Textauszug
Ehe das neue Werkself-Magazin dieser Tage an die Mitglieder von Bayer 04 geht, gibt es vorab schon jetzt exklusiv auf bayer04.de das große Interview mit Florian Wirtz zu lesen. Die Nummer 10 der Werkself ist am Ball ein Künstler, manchen gilt er als Genie. Was also liegt näher, als den 21-Jährigen dort für das Werkself-Magazin zu interviewen und abzulichten, wo die Leverkusener Kunst stets greifbar ist: im Schloss Morsbroich, genauer im imposanten Spiegelsaal. Florian Wirtz posierte geduldig – und sprach anschließend über Saisonziele, Lerneffekte, kindliche Prägungen und spontane Finten.
Florian, vor dreieinhalb Jahren haben wir zuletzt ein Interview für das Werkself-Magazin geführt. Du warst gerade 18 Jahre alt geworden und hast noch die Kette mit deiner damaligen Rückennummer 27 um den Hals getragen. „Ich träume groß“, lautet die Zeile. Inwieweit hat sich das erfüllt und inwieweit erkennst du, wie du dich entwickelt hast?

Aufgabe
Schreib im Text über Florian Wirtz alles von "Ehe das neue" bis hinunter zu "und spontane Finten." noch einmal ab und tausche dabei "Spiegelsaal" gegen "Festsaal".

Extrahierte Daten
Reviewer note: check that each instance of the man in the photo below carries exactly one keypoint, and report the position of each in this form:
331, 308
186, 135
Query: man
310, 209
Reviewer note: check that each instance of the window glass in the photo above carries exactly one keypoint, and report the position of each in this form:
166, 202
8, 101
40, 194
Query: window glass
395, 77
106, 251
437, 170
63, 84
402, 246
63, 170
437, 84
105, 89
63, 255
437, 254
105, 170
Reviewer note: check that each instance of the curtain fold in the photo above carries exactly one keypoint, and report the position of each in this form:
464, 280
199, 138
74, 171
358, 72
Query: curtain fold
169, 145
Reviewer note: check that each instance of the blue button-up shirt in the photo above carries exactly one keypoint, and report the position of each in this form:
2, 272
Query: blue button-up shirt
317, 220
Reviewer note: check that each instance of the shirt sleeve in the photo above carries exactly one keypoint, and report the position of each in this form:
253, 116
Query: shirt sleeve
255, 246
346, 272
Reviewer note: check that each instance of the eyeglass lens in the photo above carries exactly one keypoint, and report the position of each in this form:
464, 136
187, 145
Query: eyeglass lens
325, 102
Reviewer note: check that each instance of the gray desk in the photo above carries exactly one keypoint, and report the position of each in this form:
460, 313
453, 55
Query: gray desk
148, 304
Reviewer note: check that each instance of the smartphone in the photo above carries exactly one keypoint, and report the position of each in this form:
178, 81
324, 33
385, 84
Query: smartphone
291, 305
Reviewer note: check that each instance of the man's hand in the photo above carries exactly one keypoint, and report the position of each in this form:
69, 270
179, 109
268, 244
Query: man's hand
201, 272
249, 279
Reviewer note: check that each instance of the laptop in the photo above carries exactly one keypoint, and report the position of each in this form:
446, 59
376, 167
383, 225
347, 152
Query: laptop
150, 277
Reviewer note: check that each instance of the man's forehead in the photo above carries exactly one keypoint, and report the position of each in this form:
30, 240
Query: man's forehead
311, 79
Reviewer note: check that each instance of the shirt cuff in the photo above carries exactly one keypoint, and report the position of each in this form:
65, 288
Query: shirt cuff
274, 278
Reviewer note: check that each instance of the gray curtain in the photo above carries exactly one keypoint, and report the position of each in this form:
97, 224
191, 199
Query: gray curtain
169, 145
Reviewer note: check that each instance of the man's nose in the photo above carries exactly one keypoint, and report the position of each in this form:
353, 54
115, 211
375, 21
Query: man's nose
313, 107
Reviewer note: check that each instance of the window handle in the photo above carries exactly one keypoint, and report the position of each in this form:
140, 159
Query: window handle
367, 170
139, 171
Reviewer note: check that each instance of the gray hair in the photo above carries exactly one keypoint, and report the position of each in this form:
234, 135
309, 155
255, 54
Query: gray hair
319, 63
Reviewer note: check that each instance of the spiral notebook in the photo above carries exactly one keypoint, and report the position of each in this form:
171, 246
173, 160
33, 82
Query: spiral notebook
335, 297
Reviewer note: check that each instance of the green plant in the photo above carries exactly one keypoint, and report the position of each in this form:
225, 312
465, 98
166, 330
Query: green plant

Lösung
Ehe das neue Werkself-Magazin dieser Tage an die Mitglieder von Bayer 04 geht, gibt es vorab schon jetzt exklusiv auf bayer04.de das große Interview mit Florian Wirtz zu lesen. Die Nummer 10 der Werkself ist am Ball ein Künstler, manchen gilt er als Genie. Was also liegt näher, als den 21-Jährigen dort für das Werkself-Magazin zu interviewen und abzulichten, wo die Leverkusener Kunst stets greifbar ist: im Schloss Morsbroich, genauer im imposanten Festsaal. Florian Wirtz posierte geduldig – und sprach anschließend über Saisonziele, Lerneffekte, kindliche Prägungen und spontane Finten.